**Consigne:** Recopiez mot pour mot le passage de l'arrêt ci-dessous compris entre « b. Le 27 novembre » et « à sa conseillère. », ces deux segments inclus.

**Extrait choisi:**
··········
ATAS/1142/2022 du 20.12.2022 ( CHOMAG ) , REJETE

En fait
En droit

rÉpublique et

1.1 canton de genÈve

POUVOIR JUDICIAIRE

 

A/1055/2022 ATAS/1142/2022

COUR DE JUSTICE

Chambre des assurances sociales

Arrêt du 20 décembre 2022

15ème Chambre

 

En la cause

Madame A______, domiciliée à GENÈVE, comparant avec élection de domicile en l'étude de Maître Ghita DINSFRIEND-DJEDIDI

 

 

recourante

 

contre

OFFICE CANTONAL DE L'EMPLOI, Service juridique, rue des Gares 16, GENÈVE

 

intimé

 


EN FAIT

 

A. a. Madame A______ (ci-après : l'assurée), née le ______ 1965, s’est inscrite, le 16 mars 2020, auprès de l’office régional de placement (ci-après : ORP) lequel dépend de l’office cantonal de l’emploi (ci-après : l’OCE) en raison d’une perte d’emploi, afin de faire valoir son droit à une indemnité de chômage. Elle a indiqué être apte au placement pour une disponibilité à 40% à partir du 16 mars 2020.

b. Le 27 novembre 2021, l’assurée a été victime d’un accident de scooter. Elle a été en incapacité de travail dès le 28 novembre 2021, ce dont elle a informé sa conseillère en placement le 5 décembre 2021 en ajoutant qu’elle ferait parvenir ses recherches d’emploi dès sa mobilité retrouvée.

c. Le 13 décembre 2021, l’assurée a fait parvenir ses dix recherches d’emploi relatives au mois de novembre 2021 à sa conseillère.
··········
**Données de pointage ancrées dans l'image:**

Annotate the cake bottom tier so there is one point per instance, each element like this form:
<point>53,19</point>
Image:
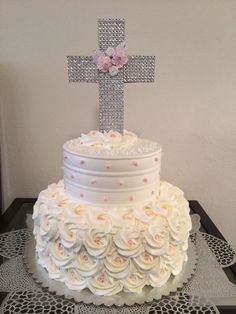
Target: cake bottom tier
<point>111,249</point>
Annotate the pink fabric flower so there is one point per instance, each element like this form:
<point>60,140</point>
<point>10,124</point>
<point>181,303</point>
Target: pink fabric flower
<point>103,62</point>
<point>111,60</point>
<point>120,57</point>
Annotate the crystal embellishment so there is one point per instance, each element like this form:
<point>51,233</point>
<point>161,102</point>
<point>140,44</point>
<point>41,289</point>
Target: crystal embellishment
<point>111,32</point>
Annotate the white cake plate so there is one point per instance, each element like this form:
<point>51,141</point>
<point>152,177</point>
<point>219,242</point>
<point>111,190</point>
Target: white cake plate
<point>148,294</point>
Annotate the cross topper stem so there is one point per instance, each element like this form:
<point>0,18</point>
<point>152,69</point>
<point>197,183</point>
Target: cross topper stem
<point>111,33</point>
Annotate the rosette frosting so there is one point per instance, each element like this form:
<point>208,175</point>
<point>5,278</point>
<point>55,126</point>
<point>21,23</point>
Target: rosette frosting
<point>111,249</point>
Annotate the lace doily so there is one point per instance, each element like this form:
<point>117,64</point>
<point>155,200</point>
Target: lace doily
<point>24,296</point>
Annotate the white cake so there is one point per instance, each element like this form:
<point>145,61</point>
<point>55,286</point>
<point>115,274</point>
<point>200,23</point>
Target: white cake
<point>111,225</point>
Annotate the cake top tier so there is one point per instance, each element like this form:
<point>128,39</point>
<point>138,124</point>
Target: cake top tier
<point>112,143</point>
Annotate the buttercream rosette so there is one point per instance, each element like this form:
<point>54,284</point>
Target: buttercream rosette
<point>60,256</point>
<point>85,265</point>
<point>128,243</point>
<point>73,280</point>
<point>116,265</point>
<point>135,282</point>
<point>112,249</point>
<point>97,243</point>
<point>157,238</point>
<point>70,236</point>
<point>103,284</point>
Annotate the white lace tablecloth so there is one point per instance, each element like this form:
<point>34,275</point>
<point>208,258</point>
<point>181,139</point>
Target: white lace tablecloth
··········
**Réponse:**
b. Le 27 novembre 2021, l’assurée a été victime d’un accident de scooter. Elle a été en incapacité de travail dès le 28 novembre 2021, ce dont elle a informé sa conseillère en placement le 5 décembre 2021 en ajoutant qu’elle ferait parvenir ses recherches d’emploi dès sa mobilité retrouvée.

c. Le 13 décembre 2021, l’assurée a fait parvenir ses dix recherches d’emploi relatives au mois de novembre 2021 à sa conseillère.